What you are asked to do: Return, unchanged, each line of the items below that contains the word "black".

(A block of data)
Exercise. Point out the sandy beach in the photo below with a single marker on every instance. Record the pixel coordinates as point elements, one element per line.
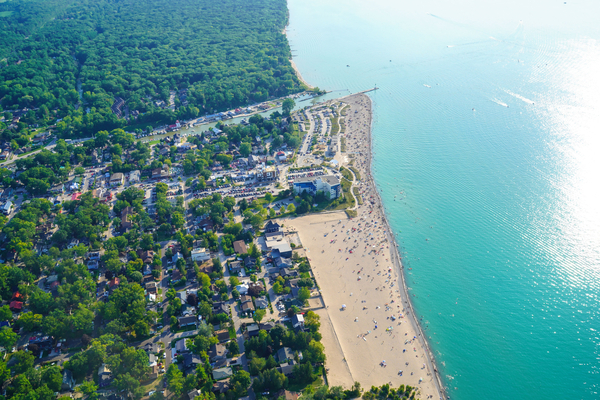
<point>299,75</point>
<point>369,331</point>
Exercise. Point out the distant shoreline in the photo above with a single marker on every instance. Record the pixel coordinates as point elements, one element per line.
<point>296,70</point>
<point>332,266</point>
<point>299,75</point>
<point>397,261</point>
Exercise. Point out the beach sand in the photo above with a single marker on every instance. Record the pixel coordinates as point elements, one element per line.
<point>299,75</point>
<point>374,339</point>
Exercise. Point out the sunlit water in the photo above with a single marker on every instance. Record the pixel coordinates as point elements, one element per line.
<point>487,143</point>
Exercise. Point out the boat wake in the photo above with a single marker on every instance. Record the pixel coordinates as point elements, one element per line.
<point>518,96</point>
<point>499,103</point>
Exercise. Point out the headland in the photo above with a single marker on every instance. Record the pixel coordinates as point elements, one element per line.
<point>370,331</point>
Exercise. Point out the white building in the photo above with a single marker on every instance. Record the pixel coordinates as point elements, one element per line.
<point>200,254</point>
<point>324,183</point>
<point>134,176</point>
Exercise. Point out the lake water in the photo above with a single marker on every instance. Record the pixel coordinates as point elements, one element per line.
<point>487,155</point>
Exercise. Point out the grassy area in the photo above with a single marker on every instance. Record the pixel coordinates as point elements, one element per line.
<point>296,387</point>
<point>346,174</point>
<point>30,151</point>
<point>335,126</point>
<point>349,203</point>
<point>356,173</point>
<point>357,195</point>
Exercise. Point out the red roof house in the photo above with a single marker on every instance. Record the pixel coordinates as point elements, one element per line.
<point>16,306</point>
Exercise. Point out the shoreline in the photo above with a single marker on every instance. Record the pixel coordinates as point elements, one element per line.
<point>296,70</point>
<point>350,356</point>
<point>397,261</point>
<point>299,75</point>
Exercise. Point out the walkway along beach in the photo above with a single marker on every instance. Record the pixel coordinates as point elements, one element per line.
<point>370,331</point>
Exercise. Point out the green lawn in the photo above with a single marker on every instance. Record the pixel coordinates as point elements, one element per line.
<point>356,173</point>
<point>347,174</point>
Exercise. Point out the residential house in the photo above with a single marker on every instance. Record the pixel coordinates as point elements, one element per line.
<point>57,189</point>
<point>217,352</point>
<point>287,368</point>
<point>104,376</point>
<point>187,321</point>
<point>267,326</point>
<point>134,176</point>
<point>239,246</point>
<point>16,306</point>
<point>248,308</point>
<point>151,288</point>
<point>205,224</point>
<point>117,179</point>
<point>193,394</point>
<point>272,226</point>
<point>181,347</point>
<point>298,321</point>
<point>152,360</point>
<point>68,380</point>
<point>114,283</point>
<point>235,267</point>
<point>282,246</point>
<point>190,361</point>
<point>288,273</point>
<point>220,308</point>
<point>159,173</point>
<point>262,302</point>
<point>329,184</point>
<point>200,254</point>
<point>242,288</point>
<point>222,373</point>
<point>146,256</point>
<point>252,330</point>
<point>221,387</point>
<point>153,374</point>
<point>282,262</point>
<point>176,257</point>
<point>256,287</point>
<point>92,264</point>
<point>284,354</point>
<point>250,262</point>
<point>176,276</point>
<point>286,395</point>
<point>222,335</point>
<point>126,215</point>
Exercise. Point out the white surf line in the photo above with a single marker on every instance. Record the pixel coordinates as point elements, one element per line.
<point>518,96</point>
<point>499,102</point>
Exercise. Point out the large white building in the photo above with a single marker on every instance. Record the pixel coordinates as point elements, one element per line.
<point>134,176</point>
<point>200,254</point>
<point>324,183</point>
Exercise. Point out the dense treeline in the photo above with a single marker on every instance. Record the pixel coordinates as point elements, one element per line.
<point>225,53</point>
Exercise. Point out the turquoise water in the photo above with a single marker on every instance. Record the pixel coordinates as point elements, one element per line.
<point>487,143</point>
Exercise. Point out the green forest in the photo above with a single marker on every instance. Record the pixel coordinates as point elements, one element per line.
<point>68,60</point>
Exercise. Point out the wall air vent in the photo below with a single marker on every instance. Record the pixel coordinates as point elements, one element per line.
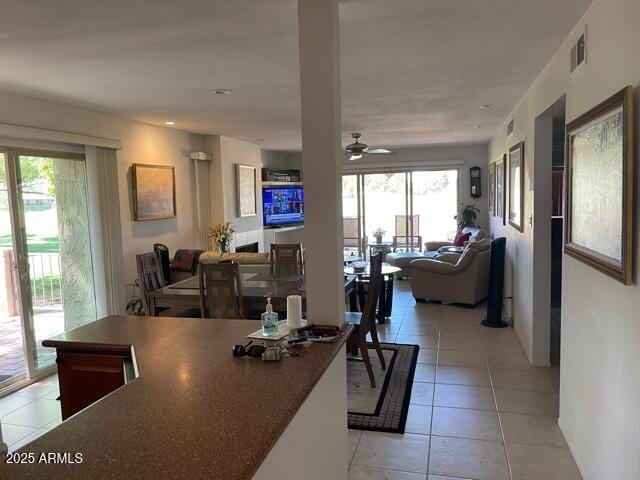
<point>579,52</point>
<point>510,128</point>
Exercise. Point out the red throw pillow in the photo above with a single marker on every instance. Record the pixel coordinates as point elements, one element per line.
<point>461,238</point>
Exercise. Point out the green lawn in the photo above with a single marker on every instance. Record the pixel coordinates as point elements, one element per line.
<point>36,244</point>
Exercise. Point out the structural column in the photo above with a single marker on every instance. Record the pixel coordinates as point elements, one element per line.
<point>321,159</point>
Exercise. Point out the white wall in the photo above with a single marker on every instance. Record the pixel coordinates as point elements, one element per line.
<point>140,144</point>
<point>600,351</point>
<point>435,157</point>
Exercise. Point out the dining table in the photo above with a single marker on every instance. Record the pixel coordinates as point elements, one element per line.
<point>385,301</point>
<point>256,288</point>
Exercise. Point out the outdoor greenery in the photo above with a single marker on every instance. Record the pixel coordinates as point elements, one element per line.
<point>36,244</point>
<point>467,215</point>
<point>34,173</point>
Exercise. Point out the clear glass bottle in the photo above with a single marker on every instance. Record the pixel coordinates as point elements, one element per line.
<point>269,321</point>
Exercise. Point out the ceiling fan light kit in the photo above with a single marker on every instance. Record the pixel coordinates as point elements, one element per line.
<point>357,150</point>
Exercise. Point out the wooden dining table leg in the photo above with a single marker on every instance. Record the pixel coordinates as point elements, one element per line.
<point>353,300</point>
<point>382,302</point>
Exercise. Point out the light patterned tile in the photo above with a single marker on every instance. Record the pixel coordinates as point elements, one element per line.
<point>541,463</point>
<point>390,451</point>
<point>465,458</point>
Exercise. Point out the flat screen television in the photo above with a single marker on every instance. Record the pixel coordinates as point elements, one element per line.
<point>282,205</point>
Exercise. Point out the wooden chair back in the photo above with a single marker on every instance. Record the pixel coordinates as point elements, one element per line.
<point>150,277</point>
<point>221,291</point>
<point>373,294</point>
<point>286,258</point>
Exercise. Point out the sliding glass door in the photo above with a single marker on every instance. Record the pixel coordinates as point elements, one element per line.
<point>410,207</point>
<point>52,248</point>
<point>12,356</point>
<point>434,202</point>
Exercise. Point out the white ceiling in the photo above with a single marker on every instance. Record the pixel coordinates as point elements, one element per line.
<point>414,72</point>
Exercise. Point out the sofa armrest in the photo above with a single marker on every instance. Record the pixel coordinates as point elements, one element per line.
<point>433,246</point>
<point>433,266</point>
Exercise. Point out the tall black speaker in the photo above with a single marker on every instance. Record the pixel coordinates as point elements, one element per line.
<point>496,285</point>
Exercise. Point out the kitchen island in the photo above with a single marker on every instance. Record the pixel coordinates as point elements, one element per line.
<point>195,411</point>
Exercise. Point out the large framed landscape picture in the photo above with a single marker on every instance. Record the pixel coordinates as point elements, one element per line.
<point>599,198</point>
<point>246,190</point>
<point>154,192</point>
<point>516,186</point>
<point>500,188</point>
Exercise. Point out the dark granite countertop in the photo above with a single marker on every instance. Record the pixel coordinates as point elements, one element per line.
<point>194,412</point>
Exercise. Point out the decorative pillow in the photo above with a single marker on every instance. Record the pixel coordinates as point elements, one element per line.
<point>461,238</point>
<point>184,260</point>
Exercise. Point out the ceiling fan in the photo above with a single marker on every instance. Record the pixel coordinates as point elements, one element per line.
<point>356,150</point>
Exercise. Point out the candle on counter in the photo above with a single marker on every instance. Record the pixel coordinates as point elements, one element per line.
<point>294,311</point>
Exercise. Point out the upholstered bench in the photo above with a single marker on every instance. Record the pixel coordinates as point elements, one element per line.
<point>403,260</point>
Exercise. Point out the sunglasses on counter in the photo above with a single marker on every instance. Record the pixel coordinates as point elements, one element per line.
<point>248,350</point>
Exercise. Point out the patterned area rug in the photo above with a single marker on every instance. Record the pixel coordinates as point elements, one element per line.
<point>384,408</point>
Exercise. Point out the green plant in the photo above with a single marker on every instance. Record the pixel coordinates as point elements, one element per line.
<point>221,235</point>
<point>379,232</point>
<point>467,215</point>
<point>134,302</point>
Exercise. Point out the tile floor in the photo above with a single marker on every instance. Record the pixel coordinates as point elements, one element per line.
<point>478,409</point>
<point>30,412</point>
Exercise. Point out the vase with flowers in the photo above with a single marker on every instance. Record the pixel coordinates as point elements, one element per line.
<point>378,233</point>
<point>221,235</point>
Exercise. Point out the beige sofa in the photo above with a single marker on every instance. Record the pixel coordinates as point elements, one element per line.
<point>451,278</point>
<point>248,262</point>
<point>477,234</point>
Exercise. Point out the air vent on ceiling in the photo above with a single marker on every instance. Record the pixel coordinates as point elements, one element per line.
<point>579,52</point>
<point>510,128</point>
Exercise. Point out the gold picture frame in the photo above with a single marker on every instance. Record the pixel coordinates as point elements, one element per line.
<point>516,186</point>
<point>501,188</point>
<point>153,192</point>
<point>246,191</point>
<point>599,193</point>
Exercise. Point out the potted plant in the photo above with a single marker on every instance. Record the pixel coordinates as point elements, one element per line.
<point>378,233</point>
<point>134,301</point>
<point>467,215</point>
<point>221,235</point>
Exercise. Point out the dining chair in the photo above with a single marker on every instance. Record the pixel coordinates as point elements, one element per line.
<point>286,258</point>
<point>221,291</point>
<point>365,322</point>
<point>150,277</point>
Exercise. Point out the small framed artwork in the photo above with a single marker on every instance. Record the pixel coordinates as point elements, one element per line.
<point>500,189</point>
<point>516,186</point>
<point>492,189</point>
<point>154,192</point>
<point>246,190</point>
<point>599,198</point>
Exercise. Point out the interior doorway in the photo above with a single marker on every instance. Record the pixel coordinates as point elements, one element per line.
<point>548,231</point>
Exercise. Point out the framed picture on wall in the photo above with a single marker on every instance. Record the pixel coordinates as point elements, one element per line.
<point>246,190</point>
<point>500,188</point>
<point>599,198</point>
<point>492,189</point>
<point>516,186</point>
<point>154,192</point>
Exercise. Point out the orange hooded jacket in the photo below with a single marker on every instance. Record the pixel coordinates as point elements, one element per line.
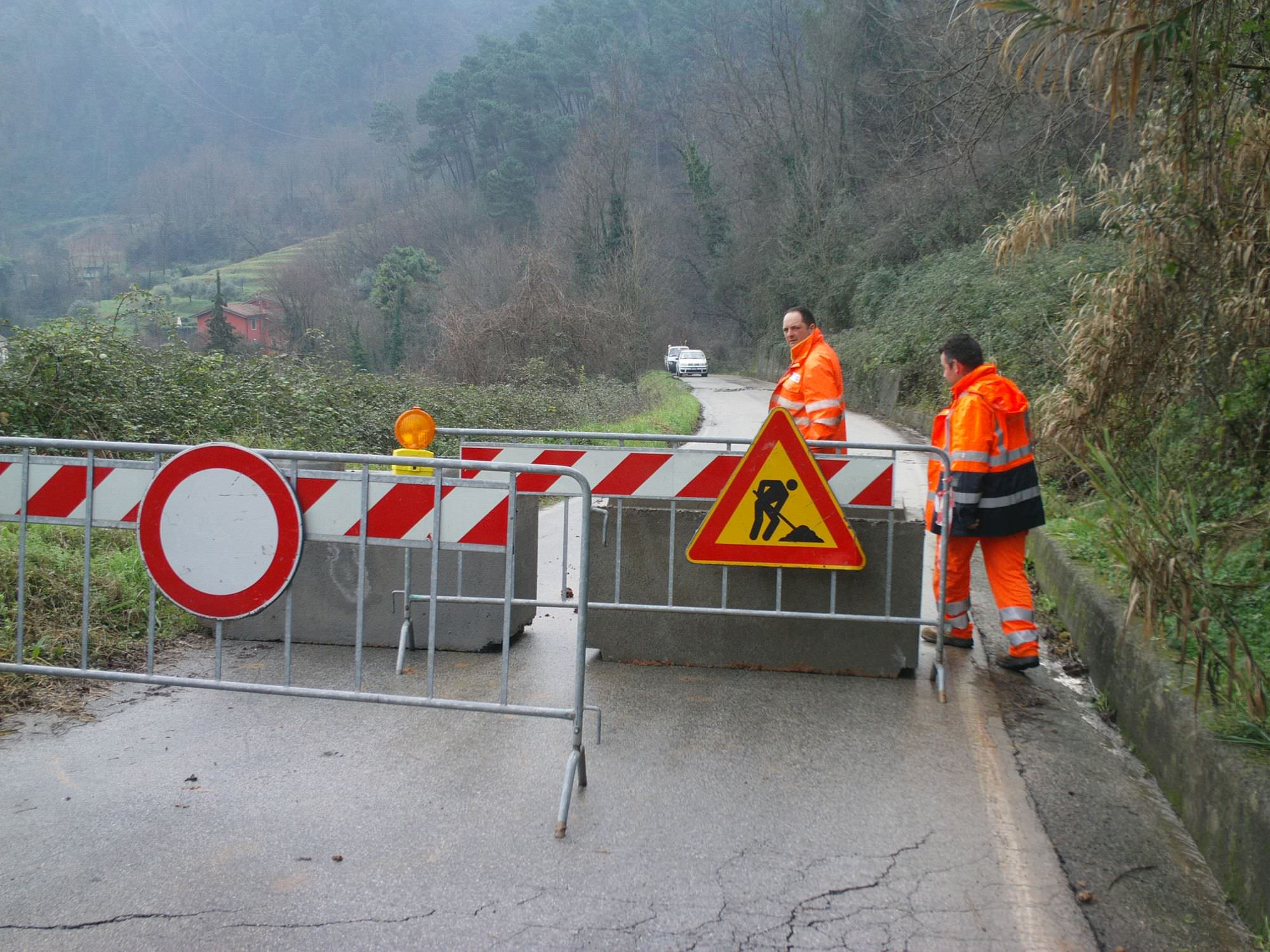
<point>812,390</point>
<point>989,433</point>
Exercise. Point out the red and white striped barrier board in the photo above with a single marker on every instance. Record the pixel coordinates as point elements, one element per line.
<point>401,510</point>
<point>684,474</point>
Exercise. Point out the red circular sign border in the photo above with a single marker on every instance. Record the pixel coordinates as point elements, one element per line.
<point>275,581</point>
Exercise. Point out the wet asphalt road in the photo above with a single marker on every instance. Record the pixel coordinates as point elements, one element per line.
<point>726,809</point>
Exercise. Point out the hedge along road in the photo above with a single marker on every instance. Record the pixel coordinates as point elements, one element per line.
<point>727,809</point>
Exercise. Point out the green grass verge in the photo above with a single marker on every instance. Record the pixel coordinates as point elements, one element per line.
<point>1079,532</point>
<point>671,411</point>
<point>119,611</point>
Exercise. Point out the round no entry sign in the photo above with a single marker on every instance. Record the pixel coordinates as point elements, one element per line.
<point>220,531</point>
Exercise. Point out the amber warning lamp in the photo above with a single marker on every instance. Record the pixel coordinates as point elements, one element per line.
<point>415,431</point>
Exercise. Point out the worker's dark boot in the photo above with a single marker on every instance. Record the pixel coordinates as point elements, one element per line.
<point>1018,664</point>
<point>930,634</point>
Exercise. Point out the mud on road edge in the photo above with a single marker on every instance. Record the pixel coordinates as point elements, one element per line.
<point>1137,874</point>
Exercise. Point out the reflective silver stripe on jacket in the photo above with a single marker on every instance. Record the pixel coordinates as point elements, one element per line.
<point>1003,502</point>
<point>1017,615</point>
<point>826,404</point>
<point>1010,456</point>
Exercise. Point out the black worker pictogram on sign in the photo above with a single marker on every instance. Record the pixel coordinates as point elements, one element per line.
<point>778,510</point>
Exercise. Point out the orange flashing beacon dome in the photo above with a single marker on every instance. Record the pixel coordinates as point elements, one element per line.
<point>415,431</point>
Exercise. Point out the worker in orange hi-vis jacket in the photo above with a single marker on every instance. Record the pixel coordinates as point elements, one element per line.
<point>996,498</point>
<point>812,388</point>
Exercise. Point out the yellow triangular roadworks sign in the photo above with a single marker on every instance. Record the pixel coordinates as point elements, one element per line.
<point>778,510</point>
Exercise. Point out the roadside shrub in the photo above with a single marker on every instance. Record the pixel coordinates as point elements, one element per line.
<point>1018,314</point>
<point>78,380</point>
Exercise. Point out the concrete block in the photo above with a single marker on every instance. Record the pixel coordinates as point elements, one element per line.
<point>877,649</point>
<point>324,606</point>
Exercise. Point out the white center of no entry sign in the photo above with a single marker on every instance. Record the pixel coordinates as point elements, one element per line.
<point>220,531</point>
<point>222,555</point>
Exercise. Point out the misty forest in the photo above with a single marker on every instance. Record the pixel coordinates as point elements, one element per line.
<point>460,190</point>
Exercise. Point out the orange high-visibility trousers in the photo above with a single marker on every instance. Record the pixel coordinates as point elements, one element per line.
<point>1004,559</point>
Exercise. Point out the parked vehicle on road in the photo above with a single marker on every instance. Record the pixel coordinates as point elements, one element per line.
<point>672,355</point>
<point>692,362</point>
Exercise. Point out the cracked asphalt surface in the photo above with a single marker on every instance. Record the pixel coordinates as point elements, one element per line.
<point>727,809</point>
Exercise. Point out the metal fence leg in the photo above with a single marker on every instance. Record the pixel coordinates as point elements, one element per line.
<point>407,626</point>
<point>571,771</point>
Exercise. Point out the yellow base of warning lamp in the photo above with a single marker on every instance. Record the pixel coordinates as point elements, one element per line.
<point>415,430</point>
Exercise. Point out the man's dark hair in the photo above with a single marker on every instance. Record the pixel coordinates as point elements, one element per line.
<point>963,348</point>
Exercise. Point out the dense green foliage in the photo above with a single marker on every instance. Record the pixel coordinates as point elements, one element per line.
<point>1018,314</point>
<point>84,381</point>
<point>119,610</point>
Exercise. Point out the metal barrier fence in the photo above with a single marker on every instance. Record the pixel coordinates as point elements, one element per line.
<point>620,470</point>
<point>104,489</point>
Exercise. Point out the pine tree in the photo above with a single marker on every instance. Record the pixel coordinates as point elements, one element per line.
<point>220,334</point>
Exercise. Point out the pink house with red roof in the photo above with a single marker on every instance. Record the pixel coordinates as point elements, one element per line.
<point>258,321</point>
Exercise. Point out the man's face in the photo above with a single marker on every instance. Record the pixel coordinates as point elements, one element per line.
<point>796,328</point>
<point>953,370</point>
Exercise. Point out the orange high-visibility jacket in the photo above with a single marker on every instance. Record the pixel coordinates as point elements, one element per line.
<point>812,390</point>
<point>989,433</point>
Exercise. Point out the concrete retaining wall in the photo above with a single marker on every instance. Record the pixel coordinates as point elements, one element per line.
<point>722,642</point>
<point>324,607</point>
<point>1220,791</point>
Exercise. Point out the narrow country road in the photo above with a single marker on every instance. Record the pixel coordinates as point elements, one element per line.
<point>727,809</point>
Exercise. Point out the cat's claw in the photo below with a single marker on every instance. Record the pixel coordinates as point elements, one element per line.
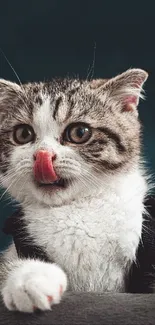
<point>34,285</point>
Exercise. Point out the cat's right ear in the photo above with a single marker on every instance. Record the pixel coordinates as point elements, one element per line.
<point>8,92</point>
<point>8,88</point>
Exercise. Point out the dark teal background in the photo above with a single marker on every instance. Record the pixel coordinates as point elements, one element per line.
<point>43,39</point>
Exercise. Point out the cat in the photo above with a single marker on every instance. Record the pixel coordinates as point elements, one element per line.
<point>70,154</point>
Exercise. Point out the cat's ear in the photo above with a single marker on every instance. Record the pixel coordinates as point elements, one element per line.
<point>126,88</point>
<point>8,87</point>
<point>9,92</point>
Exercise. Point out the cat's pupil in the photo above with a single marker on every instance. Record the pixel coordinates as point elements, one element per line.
<point>25,133</point>
<point>80,132</point>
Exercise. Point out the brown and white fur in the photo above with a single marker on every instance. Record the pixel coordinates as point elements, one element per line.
<point>92,228</point>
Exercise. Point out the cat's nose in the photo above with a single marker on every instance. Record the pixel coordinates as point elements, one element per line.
<point>43,166</point>
<point>44,154</point>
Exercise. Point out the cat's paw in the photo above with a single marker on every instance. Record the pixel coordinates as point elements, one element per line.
<point>34,285</point>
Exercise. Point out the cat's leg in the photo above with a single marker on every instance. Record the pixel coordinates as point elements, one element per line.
<point>28,284</point>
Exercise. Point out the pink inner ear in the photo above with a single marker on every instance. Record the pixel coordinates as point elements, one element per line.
<point>130,103</point>
<point>131,100</point>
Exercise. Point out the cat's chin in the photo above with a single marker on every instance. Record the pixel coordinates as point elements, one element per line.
<point>59,185</point>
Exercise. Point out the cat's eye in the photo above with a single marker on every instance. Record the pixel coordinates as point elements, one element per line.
<point>23,134</point>
<point>78,133</point>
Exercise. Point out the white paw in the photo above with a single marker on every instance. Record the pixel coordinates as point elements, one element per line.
<point>34,285</point>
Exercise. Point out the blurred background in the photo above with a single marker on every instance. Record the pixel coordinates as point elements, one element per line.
<point>44,39</point>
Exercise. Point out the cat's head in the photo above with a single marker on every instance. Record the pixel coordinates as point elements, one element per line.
<point>60,140</point>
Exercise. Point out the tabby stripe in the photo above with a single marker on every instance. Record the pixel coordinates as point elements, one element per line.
<point>115,137</point>
<point>57,104</point>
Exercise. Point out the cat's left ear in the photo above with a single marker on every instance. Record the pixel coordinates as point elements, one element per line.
<point>126,88</point>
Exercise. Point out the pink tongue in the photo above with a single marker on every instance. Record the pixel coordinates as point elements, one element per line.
<point>43,167</point>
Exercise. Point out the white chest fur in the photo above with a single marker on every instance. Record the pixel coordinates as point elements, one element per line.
<point>94,239</point>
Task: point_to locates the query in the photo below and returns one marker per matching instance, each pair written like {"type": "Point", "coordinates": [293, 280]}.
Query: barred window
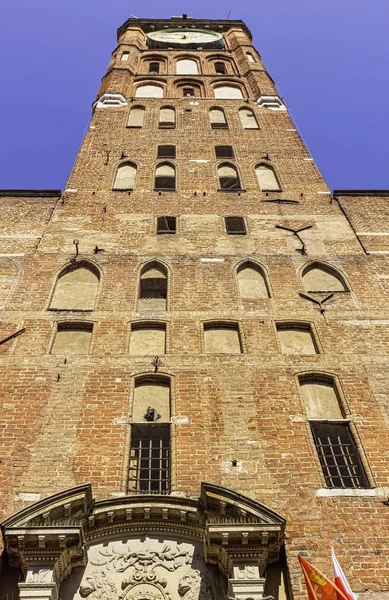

Result of this exercise:
Exercise. Point out the tall black speaker in the photo above with a single marker on every instance. Record the pixel coordinates as point elements, one element per line.
Exercise. Point out the black worker pictogram on sign in the photo above with a single marker on every instance. Record the pixel coordinates as point elements, one element per line.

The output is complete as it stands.